> [Selected text]:

────────────────────

What is Color?
Color is the kind of light we see when objects reflect light back to our eyes.
While color is about the science of light, artists think more about hue, intensity, value and the creation of color through pigments.
Color Theory is the discussion, research and science around how color works. Artists often use a color wheel to help them better understand these color relationships.
Hue
Color is created by how light refracts, or bounces off of surfaces we observe. The color we see is the color refracted back at us while the remaining colors are absorbed. Every color of the light spectrum creates the color white, while an absence of all colors is black. You can use a prism to break up light into its many colors.
There are three colors that make up all the remaining colors of the spectrum. These are blue (cyan), yellow, and red (magenta). These three hues are called primary colors because you cannot create them from other colors and they are the basis of all other colors.
Artists generally work with color created by pigments. This kind of color is also called hue. Hue is how we name color; for example, red is a hue. Pigments are created by grinding up different substances of different hues and are then mixed with a binder, such as egg for tempera paint, linseed oil for oil paint, to create paint or other art materials.
Pigments were historically found in nature. Prehistoric cave art used red clay, black charcoal from their fires, and yellow ochre from the earth to create their beautiful artworks, like the work you see here in the Chauvet caves:

The difficulty of procuring pigment as well as the difficulty of manufacturing the powder for artists to use to mix art supplies like paint determined cost during times like the Renaissance.
During the Renaissance, the color ultramarine blue was very expensive, which is part of why it was used to portray royalty or religious figures, such as the Virgin Mary. The history of color and producing pigments includes many fascinating stories like this one!
If you mix all the pigment based hues together, unlike mixing all the different hues of light, it creates a muddy color that is almost black. So mixing different colors of light is different from mixing colors created by different pigments.
Intensity
Intensity is the saturation, or richness of a color. In today’s digital age it’s easy to use your camera app or Instagram to manipulate the intensity of a color with the saturation tool. Colors that are most intense often convey a sense of energy, happiness, or movement in art.

────────────────────

> [Given entries]:

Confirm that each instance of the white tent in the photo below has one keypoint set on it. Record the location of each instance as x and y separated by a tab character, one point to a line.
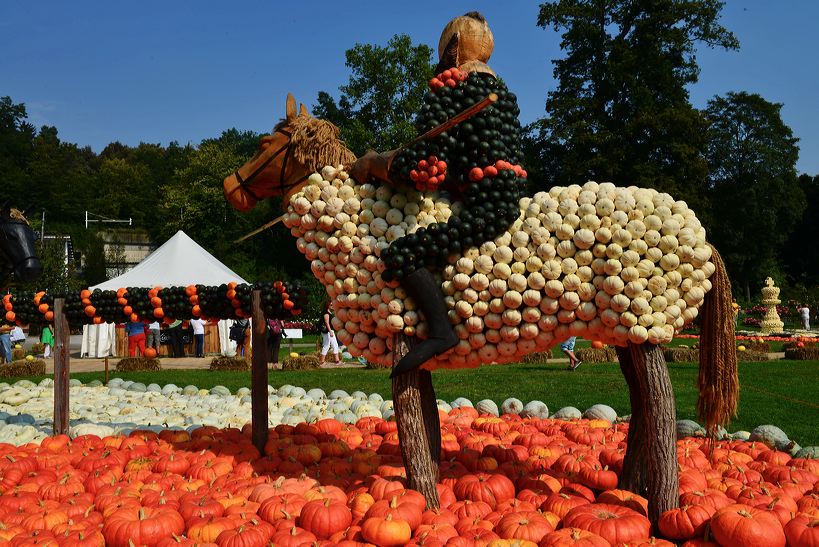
179	262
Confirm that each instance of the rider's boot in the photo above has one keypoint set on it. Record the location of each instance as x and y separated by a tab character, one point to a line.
426	292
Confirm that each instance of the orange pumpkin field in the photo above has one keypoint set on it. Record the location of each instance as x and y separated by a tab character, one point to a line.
504	481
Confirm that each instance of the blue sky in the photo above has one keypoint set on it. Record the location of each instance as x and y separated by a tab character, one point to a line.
160	71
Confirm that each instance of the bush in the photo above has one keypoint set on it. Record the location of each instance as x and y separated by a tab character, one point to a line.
302	362
23	368
130	364
235	364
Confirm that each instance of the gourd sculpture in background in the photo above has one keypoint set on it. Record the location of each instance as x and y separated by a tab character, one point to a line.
770	298
628	266
17	252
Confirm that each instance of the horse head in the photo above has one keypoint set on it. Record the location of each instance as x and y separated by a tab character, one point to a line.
17	245
299	145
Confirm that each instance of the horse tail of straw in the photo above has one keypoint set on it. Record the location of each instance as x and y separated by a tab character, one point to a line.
718	379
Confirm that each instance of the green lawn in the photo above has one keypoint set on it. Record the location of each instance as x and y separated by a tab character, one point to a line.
782	393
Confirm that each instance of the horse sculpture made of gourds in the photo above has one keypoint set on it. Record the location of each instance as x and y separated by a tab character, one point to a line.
17	252
627	266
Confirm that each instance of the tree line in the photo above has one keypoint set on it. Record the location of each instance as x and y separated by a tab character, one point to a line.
621	112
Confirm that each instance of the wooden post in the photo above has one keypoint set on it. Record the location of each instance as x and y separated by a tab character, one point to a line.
258	374
61	368
419	428
657	420
633	476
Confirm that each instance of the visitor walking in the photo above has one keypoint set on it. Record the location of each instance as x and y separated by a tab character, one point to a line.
136	338
275	332
175	339
568	349
198	326
154	334
5	343
47	340
804	313
328	337
239	334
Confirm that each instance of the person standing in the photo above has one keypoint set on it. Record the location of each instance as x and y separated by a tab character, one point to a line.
47	340
154	334
239	334
136	337
328	337
804	313
175	339
5	342
275	332
17	336
198	326
568	348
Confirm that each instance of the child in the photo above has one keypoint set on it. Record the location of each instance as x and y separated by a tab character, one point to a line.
568	349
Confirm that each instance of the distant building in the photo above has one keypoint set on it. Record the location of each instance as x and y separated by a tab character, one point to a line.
124	249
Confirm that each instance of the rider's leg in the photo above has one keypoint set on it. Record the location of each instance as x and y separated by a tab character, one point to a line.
426	292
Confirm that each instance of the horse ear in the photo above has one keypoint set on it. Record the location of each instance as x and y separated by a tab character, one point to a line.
291	107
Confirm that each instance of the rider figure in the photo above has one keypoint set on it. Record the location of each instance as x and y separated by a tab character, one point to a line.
475	161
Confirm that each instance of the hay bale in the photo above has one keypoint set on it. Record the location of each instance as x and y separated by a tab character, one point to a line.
302	362
808	353
23	368
232	364
130	364
681	354
606	354
759	347
537	357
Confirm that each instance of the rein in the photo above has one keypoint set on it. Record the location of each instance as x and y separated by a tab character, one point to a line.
11	266
244	183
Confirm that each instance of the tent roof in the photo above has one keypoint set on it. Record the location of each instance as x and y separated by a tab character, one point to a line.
179	262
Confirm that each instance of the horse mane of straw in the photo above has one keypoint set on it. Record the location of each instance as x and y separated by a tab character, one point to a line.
718	380
316	143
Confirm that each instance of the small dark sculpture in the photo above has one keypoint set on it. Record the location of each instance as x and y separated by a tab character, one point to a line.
17	252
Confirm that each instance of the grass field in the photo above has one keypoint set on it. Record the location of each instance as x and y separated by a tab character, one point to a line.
783	393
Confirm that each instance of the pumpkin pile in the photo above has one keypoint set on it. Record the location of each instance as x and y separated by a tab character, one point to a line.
227	301
606	263
504	480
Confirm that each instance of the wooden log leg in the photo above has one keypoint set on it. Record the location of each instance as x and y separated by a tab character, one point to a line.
660	416
633	476
412	412
258	376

────────────────────

> [Directions]:
1. List the pigments that the color text says prehistoric cave art used.
2. Answer these from the color text:
(a) What binder is named for tempera paint?
(b) Which color was very expensive during the Renaissance?
(c) What can you use to break up light into its many colors?

> [Exercise responses]:
1.
Red clay
Black charcoal from their fires
Yellow ochre from the earth

2.
(a) Egg
(b) Ultramarine blue
(c) A prism